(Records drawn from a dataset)
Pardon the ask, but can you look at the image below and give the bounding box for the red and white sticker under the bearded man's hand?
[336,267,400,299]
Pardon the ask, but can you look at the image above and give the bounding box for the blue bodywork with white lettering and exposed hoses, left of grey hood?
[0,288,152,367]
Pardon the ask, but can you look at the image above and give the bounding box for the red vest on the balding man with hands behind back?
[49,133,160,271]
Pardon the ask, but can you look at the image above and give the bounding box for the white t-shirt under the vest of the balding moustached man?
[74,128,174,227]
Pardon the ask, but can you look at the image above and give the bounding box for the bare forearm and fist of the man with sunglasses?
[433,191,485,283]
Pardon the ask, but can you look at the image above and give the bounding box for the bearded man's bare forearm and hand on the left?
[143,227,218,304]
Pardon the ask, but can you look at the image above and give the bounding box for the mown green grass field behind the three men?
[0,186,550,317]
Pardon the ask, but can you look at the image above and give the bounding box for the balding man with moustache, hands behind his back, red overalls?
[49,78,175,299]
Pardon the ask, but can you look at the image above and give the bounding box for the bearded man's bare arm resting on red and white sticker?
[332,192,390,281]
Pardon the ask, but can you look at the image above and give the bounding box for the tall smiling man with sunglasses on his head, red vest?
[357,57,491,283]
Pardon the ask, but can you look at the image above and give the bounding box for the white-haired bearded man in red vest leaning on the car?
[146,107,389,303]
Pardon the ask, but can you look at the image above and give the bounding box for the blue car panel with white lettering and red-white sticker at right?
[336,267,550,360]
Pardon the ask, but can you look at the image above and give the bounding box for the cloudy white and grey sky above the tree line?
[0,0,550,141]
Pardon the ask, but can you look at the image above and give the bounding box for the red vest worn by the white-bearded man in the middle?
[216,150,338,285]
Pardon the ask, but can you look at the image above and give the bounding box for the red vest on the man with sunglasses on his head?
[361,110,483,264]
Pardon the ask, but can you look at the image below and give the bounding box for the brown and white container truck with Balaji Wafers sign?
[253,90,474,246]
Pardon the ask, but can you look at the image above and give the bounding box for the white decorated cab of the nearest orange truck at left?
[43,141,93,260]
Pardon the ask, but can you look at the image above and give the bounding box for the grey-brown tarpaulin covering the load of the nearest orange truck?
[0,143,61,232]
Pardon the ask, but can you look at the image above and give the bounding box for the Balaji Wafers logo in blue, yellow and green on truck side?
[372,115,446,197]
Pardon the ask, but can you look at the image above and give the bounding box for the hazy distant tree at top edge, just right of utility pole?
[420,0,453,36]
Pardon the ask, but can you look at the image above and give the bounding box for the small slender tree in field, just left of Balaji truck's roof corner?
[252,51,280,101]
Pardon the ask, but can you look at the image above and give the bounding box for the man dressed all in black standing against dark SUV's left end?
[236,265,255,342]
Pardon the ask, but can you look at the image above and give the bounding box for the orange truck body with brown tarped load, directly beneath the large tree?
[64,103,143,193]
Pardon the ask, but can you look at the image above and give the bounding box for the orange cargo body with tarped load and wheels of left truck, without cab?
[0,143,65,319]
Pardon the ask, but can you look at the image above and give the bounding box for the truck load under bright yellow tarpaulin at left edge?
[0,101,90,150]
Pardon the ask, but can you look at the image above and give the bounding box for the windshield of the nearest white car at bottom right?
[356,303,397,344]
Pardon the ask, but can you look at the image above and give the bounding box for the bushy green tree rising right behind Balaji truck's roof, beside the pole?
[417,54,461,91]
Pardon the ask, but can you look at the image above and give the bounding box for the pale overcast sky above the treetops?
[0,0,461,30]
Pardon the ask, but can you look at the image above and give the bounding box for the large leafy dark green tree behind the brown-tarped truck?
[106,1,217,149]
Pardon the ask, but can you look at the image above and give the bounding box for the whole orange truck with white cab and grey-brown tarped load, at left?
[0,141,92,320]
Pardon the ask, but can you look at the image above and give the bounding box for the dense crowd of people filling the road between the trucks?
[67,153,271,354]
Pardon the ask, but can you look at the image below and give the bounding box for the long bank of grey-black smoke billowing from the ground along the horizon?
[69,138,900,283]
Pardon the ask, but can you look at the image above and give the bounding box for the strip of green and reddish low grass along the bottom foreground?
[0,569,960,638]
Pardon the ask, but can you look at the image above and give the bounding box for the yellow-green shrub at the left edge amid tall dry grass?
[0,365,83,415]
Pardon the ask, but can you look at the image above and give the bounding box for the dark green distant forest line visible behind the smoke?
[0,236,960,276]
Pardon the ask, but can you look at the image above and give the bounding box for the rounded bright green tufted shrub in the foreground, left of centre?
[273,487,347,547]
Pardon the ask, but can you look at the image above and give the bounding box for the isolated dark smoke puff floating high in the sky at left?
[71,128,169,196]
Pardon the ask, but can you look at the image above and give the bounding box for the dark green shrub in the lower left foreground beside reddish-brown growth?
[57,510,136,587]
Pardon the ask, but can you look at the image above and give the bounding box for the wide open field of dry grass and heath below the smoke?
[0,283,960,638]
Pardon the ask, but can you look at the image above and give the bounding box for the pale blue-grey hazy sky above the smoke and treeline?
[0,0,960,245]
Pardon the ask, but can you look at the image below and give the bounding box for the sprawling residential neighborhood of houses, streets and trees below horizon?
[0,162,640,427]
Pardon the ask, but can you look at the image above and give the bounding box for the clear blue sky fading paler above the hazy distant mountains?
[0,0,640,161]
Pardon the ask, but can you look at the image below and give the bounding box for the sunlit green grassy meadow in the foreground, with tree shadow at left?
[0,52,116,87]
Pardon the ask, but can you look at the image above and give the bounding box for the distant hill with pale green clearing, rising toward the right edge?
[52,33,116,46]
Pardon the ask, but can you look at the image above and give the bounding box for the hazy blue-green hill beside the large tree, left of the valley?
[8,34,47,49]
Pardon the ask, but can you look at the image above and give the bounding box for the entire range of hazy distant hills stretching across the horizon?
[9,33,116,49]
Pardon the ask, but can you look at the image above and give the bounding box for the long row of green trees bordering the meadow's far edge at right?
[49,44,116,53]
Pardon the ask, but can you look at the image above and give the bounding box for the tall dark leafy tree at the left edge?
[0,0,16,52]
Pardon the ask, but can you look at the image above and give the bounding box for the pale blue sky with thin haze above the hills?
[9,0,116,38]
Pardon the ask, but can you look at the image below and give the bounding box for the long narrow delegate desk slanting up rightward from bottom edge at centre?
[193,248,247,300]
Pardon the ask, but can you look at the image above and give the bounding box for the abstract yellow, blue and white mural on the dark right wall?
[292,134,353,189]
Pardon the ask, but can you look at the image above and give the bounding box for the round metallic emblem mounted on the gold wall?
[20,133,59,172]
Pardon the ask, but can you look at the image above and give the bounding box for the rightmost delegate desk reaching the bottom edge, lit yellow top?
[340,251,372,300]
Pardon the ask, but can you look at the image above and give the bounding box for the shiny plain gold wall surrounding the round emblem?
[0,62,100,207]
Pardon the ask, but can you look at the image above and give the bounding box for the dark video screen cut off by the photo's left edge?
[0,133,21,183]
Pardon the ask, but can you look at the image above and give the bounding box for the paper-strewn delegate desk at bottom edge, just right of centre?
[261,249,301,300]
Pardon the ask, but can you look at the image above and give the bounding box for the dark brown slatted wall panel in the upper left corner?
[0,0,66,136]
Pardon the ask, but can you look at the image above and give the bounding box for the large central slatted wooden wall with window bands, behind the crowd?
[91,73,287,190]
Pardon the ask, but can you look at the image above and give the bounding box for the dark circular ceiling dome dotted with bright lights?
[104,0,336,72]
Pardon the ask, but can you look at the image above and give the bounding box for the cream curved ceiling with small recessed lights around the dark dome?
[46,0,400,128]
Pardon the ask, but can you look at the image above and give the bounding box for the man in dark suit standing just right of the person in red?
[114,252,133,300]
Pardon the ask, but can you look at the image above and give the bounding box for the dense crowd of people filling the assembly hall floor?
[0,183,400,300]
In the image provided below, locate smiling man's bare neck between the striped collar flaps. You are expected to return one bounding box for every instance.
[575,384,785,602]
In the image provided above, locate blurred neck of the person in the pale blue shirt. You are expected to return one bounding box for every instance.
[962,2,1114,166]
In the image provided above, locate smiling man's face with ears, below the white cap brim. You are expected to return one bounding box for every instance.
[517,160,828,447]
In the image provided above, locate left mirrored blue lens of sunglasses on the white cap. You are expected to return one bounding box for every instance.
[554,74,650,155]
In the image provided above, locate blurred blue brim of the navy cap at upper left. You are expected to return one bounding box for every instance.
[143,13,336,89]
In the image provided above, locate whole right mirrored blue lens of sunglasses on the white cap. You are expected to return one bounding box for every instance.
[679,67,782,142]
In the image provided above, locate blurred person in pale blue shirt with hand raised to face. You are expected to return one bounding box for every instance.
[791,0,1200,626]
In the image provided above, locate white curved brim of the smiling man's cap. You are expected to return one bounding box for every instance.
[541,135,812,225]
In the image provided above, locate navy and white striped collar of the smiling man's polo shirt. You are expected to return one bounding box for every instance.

## What the task asks
Take the line containing "In the image provided above, locate blurred person" as the start and the last line of the data as the end, and reproduce that range exactly.

## Result for this exercise
In the image provided above, locate blurred person in pale blue shirt with hand raised to face. You are expected to return one bounding box for every instance.
[791,0,1200,626]
In the image provided above, locate white curved brim of the smiling man's cap. You are expected to return one bounding box for every instance.
[541,135,812,225]
In the image provided above, locate navy and white striped collar of the smiling man's polo shirt. You are expected to return one bounding box for every instance.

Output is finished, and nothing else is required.